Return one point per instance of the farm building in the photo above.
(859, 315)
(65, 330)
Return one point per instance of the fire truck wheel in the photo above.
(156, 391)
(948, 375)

> _Exercise_: Transcribe the full listing exactly, omitting nothing.

> _Exercise solution_:
Return one point per instance of the farm building in the photo above.
(859, 315)
(65, 330)
Return one point per instance of the fire truck wheel in the photo above.
(156, 391)
(948, 375)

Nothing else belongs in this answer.